** What the exercise asks **
Answer from the profile of Andrew Loewinger below:
(a) How many sons does Andrew have?
(b) What is his job?
(c) On which event will he ride his fifth Climate Ride?

** Passage **
Start of Block

Day one of Andrew’s first Climate Ride (New England Ride). Brooklyn represents!

Andrew Loewinger has three sons and is thinking of the world he wants them to live in whenever he decides to do another Climate Ride. He’s about to take on that challenge for the fifth time, on Climate Ride Cuba, because he truly believes that environmental challenges are among the greatest threats to our planet and ones that we can readily effect.

According to Andrew, he doesn’t think of himself as your typical Climate Ride participant: he’s a “senior” lawyer at a large law firm and is not involved professionally in environmental issues. But he shares something in common with everyone who signs up for a Climate Ride event: he’s committed to using his free time to advocate and try to help make the change we need to create a survivable future.

This will be his fifth Climate Ride in 3 ½ years. He has found Climate Ride to be a transformative organization in its devotion to raising climate change awareness, promoting sustainability, and supporting bike advocacy.

End of Block

** Extracted records **
Start of Block

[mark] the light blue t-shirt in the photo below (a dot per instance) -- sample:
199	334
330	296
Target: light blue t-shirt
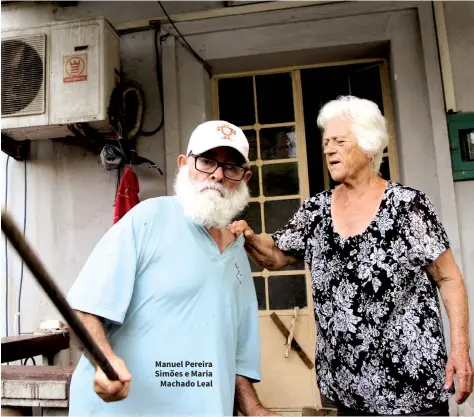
182	316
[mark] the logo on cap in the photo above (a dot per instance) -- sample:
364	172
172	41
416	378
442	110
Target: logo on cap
227	131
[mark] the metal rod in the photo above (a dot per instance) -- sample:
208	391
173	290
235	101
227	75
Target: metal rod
33	263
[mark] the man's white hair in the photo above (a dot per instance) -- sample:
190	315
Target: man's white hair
368	124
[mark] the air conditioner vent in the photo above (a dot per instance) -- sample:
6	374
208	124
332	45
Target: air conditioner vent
23	74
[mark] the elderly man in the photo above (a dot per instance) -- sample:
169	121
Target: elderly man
377	254
168	295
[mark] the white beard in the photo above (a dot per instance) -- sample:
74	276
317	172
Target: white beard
210	208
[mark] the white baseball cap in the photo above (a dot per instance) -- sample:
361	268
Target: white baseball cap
216	133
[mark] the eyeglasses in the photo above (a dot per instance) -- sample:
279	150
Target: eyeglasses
209	166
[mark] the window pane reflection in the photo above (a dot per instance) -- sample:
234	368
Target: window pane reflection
280	179
278	213
278	143
274	98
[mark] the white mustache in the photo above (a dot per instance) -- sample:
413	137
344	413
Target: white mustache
212	186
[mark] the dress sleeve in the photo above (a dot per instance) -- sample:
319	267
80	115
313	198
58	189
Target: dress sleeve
426	236
292	238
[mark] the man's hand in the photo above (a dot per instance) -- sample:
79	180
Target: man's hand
109	390
261	248
459	363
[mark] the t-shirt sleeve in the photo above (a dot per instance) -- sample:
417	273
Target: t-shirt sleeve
292	237
426	235
248	343
105	284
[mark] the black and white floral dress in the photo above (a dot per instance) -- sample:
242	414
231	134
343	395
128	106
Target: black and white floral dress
380	346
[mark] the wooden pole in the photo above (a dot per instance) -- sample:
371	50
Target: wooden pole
33	263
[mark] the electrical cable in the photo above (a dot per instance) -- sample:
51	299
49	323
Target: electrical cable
6	250
206	66
22	263
159	79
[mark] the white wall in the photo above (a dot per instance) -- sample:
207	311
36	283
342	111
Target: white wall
70	197
459	25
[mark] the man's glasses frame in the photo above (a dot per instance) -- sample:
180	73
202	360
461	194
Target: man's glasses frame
201	158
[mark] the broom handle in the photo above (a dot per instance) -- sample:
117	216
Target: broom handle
33	263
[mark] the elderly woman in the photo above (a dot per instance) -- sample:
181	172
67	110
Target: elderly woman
377	254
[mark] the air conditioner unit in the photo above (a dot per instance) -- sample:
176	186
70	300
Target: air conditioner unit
57	75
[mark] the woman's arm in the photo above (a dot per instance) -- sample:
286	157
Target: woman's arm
448	278
261	248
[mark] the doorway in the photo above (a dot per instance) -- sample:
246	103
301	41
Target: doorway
277	110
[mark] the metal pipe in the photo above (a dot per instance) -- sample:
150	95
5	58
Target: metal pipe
444	56
16	238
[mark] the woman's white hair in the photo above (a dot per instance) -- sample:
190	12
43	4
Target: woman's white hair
368	124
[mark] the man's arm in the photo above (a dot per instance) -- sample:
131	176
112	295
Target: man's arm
247	399
451	286
107	390
261	248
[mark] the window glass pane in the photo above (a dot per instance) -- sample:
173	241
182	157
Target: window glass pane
278	143
466	140
385	168
278	213
253	182
274	98
296	267
236	104
252	216
260	290
280	179
287	292
252	138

End of Block

** Answer space **
(a) Three.
(b) He is a "senior" lawyer at a large law firm.
(c) Climate Ride Cuba.